● Problem:
Copy out the part of the listing that opens with the line containing "shorts, shaped like this sample" and runs through the end of the listing, keeping every line unchanged.

● Input:

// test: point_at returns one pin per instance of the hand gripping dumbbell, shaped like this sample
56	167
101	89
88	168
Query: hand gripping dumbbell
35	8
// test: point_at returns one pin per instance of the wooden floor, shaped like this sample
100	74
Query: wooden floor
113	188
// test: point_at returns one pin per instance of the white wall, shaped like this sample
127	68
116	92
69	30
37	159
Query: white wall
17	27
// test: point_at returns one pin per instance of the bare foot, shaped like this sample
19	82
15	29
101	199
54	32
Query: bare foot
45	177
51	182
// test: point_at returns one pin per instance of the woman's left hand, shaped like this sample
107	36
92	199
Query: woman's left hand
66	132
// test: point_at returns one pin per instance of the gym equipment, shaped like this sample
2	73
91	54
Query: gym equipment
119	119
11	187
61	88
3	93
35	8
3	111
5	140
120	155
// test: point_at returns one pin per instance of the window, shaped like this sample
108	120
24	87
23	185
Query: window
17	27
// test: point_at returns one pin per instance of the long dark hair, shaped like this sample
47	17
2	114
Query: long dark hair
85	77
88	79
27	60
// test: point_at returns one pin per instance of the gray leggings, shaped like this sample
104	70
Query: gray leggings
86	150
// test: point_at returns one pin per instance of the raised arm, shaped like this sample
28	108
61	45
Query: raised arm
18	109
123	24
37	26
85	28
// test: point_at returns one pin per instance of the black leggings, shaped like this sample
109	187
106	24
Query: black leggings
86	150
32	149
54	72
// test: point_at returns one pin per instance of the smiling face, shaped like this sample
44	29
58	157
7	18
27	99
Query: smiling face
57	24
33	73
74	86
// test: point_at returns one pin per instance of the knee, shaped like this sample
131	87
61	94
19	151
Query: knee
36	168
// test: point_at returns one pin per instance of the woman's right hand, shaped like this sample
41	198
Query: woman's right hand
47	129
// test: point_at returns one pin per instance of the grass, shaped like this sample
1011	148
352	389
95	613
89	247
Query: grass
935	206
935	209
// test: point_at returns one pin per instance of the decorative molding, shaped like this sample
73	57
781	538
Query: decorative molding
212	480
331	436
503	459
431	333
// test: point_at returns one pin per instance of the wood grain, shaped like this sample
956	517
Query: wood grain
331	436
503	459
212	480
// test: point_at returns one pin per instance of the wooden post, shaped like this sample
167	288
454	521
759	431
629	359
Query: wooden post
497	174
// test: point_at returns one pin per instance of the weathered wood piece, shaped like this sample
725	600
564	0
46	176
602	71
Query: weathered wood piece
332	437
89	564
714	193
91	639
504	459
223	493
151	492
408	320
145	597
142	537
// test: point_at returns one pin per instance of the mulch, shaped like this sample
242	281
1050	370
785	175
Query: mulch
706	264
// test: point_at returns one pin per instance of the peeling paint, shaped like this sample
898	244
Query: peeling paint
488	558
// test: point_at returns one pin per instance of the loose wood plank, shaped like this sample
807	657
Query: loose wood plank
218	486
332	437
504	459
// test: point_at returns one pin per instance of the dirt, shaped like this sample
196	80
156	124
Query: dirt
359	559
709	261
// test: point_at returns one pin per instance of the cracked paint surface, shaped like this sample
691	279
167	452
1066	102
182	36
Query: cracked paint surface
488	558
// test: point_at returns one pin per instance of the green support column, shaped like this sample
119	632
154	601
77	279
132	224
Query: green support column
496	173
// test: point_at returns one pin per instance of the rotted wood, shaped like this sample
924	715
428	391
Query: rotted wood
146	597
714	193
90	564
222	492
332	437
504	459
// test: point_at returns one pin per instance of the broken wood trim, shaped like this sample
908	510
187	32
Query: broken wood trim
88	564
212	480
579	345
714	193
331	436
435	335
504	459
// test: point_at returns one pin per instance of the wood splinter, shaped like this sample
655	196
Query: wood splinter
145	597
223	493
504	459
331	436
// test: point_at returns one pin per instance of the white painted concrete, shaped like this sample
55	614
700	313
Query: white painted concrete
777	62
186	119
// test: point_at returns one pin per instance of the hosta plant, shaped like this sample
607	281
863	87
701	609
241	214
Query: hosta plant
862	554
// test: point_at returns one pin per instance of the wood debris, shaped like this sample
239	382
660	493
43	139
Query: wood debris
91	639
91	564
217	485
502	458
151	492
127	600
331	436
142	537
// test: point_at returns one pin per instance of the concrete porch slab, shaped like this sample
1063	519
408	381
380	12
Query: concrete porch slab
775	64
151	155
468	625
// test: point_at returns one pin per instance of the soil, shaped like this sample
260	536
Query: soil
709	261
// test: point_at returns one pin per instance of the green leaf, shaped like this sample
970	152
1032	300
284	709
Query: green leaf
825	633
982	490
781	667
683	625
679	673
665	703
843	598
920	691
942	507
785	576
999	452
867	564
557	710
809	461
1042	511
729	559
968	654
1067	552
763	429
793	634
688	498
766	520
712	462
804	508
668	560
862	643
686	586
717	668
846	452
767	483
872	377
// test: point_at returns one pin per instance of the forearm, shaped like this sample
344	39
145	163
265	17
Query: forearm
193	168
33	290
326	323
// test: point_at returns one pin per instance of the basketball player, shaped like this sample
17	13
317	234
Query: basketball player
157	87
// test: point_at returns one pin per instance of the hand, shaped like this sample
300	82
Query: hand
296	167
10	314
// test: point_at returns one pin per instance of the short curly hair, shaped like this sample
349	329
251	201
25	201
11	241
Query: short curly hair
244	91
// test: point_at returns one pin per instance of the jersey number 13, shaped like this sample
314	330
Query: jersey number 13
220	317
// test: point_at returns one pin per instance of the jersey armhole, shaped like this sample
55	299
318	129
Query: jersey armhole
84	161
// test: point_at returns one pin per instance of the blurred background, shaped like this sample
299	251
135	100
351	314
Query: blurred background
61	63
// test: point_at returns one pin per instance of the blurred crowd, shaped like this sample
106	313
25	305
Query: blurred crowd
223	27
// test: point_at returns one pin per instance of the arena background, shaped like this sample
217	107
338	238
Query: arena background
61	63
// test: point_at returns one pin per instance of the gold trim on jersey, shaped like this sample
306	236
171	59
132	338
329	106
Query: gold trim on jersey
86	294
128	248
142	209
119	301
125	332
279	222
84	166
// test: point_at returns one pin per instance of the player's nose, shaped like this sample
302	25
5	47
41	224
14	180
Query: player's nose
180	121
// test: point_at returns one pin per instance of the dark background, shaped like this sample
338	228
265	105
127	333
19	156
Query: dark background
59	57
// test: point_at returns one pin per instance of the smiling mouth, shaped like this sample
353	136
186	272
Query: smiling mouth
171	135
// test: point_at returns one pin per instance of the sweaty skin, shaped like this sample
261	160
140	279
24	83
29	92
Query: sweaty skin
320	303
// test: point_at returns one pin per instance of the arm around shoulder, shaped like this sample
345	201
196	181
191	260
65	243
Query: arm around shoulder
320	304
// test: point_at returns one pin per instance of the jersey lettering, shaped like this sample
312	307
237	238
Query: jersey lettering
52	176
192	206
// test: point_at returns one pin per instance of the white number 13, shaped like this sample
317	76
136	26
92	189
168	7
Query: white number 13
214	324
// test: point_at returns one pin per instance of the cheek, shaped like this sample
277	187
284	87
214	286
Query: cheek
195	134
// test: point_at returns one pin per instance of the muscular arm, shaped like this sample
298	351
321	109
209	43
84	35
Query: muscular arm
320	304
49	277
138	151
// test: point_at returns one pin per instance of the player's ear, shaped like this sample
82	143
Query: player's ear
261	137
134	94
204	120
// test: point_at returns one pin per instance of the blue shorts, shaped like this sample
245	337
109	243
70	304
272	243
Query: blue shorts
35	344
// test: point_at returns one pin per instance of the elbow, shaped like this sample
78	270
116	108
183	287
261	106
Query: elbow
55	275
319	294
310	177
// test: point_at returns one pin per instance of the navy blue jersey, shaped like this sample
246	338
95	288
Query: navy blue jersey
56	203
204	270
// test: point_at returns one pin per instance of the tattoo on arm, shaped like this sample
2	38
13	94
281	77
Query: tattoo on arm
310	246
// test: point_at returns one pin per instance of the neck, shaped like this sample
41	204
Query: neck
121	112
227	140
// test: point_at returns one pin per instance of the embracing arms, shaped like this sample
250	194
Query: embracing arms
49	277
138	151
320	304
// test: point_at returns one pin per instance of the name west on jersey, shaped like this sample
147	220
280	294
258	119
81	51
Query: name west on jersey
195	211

● Solution to the problem:
// test: point_at returns one pin per instance of the blue shorts, shaped like this sample
245	337
109	243
70	304
272	243
Query: blue shorts
35	344
// test: point_at returns one pin per instance of the elbow, shaped like this sample
78	270
116	108
183	287
261	106
Query: elbow
55	275
319	294
310	177
// test: point_at returns one pin per instance of the navy blue jersey, shaped like this sample
246	338
95	288
Query: navy blue jersey
56	203
204	270
// test: point_at returns one pin per instance of the tattoo on arm, shaped like this sample
2	38
13	94
281	77
Query: tattoo on arm
310	246
// test: point_at returns one pin per instance of the neck, shaped like this sample
41	204
Query: neck
121	112
227	140
// test: point_at returns one pin per instance of the embracing arms, shaped like this sample
250	194
Query: embracing arms
49	277
138	151
320	304
// test: point_at returns one pin per instance of the name west on jersey, shaped like this sample
147	220
280	294
258	119
81	51
Query: name west on jersey
195	211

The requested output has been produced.